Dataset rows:
------------------------------------------------------------------------

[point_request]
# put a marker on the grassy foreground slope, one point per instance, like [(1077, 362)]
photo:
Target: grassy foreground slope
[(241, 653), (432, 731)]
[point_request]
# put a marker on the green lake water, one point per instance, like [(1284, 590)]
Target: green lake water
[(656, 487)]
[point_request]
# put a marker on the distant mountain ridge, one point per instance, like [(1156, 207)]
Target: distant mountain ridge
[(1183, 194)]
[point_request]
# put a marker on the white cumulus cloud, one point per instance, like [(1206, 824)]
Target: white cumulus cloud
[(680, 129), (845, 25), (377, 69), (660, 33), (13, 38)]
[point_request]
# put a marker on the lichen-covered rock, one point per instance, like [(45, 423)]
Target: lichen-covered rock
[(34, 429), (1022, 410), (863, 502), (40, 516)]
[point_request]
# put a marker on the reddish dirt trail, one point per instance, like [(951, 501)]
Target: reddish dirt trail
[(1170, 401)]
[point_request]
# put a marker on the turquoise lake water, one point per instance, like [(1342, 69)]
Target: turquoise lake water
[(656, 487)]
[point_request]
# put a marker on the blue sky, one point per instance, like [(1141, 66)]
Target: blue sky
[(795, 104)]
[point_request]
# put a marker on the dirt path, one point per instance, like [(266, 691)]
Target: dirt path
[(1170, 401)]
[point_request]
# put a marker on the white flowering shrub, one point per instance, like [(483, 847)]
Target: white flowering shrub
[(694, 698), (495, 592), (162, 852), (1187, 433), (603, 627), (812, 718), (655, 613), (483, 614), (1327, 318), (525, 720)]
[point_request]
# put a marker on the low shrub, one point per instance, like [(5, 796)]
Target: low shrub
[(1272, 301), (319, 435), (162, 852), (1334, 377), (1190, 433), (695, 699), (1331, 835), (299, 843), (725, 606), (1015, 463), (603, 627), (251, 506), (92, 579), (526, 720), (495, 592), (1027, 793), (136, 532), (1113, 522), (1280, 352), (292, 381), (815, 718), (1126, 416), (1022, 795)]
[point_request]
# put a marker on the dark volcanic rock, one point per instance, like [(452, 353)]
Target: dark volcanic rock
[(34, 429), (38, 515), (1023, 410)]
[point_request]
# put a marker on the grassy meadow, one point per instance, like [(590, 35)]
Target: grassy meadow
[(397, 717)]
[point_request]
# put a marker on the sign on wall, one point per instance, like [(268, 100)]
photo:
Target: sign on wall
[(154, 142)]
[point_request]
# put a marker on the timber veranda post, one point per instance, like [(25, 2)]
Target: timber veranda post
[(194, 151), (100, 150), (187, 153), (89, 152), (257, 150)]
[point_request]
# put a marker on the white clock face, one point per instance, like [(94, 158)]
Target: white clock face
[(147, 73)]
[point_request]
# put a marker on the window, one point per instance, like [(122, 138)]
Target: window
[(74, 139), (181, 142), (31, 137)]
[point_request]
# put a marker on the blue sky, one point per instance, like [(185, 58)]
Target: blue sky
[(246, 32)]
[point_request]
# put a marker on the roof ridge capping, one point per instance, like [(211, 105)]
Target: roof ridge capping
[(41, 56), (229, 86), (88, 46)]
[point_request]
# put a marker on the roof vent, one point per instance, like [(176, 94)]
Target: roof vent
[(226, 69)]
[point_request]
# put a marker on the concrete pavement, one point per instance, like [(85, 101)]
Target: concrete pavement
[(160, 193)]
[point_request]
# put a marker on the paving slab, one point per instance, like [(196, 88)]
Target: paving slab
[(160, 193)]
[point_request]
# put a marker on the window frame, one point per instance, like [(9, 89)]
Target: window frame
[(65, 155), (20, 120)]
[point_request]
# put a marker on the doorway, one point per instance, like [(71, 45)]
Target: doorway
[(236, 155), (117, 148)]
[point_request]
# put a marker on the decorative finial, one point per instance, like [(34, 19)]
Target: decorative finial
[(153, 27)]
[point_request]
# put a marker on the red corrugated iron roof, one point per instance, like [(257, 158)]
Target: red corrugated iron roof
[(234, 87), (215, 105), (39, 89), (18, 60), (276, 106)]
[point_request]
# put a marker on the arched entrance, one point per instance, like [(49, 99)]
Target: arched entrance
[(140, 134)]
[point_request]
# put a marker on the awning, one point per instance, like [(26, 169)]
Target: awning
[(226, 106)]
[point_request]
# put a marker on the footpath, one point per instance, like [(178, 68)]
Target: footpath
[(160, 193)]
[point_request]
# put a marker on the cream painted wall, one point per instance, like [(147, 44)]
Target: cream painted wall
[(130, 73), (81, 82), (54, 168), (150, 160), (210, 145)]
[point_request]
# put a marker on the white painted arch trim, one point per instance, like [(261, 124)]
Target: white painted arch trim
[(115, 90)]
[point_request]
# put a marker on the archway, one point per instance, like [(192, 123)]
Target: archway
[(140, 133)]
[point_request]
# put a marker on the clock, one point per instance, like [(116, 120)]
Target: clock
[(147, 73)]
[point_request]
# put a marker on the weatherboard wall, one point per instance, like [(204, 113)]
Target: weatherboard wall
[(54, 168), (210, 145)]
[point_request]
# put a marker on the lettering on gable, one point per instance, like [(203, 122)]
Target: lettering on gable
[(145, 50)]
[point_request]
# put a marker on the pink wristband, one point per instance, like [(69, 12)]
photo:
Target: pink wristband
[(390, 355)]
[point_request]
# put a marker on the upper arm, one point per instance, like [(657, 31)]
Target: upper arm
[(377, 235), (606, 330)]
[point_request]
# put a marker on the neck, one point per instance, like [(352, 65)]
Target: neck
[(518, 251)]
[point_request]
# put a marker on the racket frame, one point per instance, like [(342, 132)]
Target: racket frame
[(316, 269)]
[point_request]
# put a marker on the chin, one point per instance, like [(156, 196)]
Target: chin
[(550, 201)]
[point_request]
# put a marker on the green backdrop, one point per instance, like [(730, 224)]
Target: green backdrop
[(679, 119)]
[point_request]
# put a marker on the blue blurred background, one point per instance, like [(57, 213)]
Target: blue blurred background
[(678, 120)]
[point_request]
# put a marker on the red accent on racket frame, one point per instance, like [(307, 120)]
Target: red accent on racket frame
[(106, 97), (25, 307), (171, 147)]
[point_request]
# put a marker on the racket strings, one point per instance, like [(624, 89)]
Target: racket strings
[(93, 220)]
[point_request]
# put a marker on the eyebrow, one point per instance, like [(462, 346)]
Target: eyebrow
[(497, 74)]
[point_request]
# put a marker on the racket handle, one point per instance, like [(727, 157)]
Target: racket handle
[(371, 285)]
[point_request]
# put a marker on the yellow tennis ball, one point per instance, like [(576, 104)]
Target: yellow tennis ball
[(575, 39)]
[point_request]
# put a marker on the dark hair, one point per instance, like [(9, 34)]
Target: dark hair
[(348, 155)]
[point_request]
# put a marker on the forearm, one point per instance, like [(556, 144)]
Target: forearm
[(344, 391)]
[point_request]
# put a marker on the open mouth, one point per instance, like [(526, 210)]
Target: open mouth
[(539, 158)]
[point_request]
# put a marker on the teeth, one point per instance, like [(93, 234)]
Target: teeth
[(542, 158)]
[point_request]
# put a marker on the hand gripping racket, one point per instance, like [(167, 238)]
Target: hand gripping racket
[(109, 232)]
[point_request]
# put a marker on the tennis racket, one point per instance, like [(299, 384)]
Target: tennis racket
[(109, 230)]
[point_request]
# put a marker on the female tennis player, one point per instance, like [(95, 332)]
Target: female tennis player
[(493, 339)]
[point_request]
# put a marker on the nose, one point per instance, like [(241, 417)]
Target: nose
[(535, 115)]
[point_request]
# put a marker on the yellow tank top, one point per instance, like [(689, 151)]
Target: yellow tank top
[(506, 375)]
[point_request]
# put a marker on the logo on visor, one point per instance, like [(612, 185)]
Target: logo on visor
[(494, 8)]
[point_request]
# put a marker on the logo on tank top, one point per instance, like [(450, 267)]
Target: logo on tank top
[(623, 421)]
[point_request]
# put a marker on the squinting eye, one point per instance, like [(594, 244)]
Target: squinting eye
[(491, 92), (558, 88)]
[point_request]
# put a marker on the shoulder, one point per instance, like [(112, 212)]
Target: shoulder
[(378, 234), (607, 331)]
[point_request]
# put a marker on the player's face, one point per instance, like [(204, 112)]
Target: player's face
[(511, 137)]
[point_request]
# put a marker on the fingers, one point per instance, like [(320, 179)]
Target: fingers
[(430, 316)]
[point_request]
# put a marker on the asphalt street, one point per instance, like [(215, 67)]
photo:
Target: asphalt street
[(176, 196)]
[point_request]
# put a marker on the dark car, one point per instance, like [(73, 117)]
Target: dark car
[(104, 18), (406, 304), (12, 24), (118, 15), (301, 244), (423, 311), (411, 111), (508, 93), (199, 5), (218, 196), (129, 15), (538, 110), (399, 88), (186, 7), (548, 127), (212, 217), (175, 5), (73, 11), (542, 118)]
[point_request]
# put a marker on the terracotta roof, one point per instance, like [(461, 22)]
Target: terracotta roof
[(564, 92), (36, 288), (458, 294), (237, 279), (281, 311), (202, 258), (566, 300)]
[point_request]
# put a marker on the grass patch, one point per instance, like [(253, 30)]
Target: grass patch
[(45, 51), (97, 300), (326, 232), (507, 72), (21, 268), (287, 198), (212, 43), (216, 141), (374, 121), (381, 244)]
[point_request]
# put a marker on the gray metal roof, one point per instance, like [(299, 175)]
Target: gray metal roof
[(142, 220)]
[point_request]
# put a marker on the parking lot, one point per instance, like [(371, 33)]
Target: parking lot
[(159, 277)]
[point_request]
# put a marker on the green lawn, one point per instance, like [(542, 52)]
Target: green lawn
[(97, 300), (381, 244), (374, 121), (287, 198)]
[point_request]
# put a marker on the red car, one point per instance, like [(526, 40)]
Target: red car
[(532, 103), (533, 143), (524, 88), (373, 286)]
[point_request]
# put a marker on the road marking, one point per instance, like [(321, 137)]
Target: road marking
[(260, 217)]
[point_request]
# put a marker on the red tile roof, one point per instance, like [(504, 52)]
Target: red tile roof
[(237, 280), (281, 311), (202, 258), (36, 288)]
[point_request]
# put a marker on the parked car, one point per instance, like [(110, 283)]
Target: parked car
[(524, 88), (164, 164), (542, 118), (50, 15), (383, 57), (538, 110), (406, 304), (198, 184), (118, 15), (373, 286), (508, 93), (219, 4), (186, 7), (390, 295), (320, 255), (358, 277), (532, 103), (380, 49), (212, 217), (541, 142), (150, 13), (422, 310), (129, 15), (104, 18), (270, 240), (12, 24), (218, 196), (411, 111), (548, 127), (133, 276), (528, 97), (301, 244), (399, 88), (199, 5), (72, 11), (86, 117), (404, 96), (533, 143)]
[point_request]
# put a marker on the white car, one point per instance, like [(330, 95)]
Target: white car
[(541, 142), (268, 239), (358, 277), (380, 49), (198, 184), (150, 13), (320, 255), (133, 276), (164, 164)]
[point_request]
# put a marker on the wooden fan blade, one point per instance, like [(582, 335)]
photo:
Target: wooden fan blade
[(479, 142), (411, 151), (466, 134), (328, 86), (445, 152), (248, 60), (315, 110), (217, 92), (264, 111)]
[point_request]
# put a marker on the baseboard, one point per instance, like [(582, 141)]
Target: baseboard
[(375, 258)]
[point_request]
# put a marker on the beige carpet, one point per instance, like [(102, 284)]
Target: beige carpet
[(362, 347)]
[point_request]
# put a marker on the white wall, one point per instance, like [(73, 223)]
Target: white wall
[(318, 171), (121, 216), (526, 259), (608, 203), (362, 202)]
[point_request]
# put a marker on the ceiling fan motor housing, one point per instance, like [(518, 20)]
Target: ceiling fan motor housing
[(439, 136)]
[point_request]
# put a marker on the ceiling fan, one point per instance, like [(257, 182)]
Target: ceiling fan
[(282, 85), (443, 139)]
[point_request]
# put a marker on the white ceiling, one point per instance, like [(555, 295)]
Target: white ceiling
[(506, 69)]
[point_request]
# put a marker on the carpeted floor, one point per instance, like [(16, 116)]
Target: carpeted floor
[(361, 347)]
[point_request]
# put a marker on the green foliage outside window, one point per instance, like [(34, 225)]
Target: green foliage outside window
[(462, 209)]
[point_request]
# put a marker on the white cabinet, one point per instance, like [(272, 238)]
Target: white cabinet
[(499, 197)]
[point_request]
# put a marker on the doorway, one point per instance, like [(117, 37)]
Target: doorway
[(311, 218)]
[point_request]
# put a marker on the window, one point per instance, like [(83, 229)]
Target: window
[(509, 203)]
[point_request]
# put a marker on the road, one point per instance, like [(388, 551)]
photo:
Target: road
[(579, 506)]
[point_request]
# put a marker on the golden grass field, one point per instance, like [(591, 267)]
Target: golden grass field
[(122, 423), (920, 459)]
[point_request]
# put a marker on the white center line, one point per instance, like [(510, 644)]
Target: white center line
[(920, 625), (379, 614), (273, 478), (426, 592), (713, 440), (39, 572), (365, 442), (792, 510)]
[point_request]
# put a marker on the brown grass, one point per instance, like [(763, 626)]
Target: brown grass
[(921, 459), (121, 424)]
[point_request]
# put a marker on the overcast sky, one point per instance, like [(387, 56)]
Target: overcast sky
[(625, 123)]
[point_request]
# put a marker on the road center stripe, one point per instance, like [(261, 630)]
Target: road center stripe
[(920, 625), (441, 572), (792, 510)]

------------------------------------------------------------------------

→ Required work: Reproduce the items word for word, starting at the first line and stopping after the line that contains "[(680, 129), (845, 25), (377, 69), (660, 33), (13, 38)]".

→ Solution for this task:
[point_request]
# put a marker on the grassy foreground slope, one point per instance, like [(1077, 362)]
photo:
Target: grassy foreground slope
[(241, 653), (432, 731)]
[point_request]
# put a marker on the green lake water, one point per instance, like [(1284, 590)]
Target: green lake water
[(656, 487)]
[point_request]
# put a marker on the distant mountain ridge, one point per instance, like [(1156, 207)]
Target: distant mountain ridge
[(1183, 194)]
[point_request]
# put a marker on the white cumulus cloud, one point per instance, like [(1206, 824)]
Target: white cumulus cloud
[(680, 129), (845, 25), (377, 69), (660, 33), (13, 38)]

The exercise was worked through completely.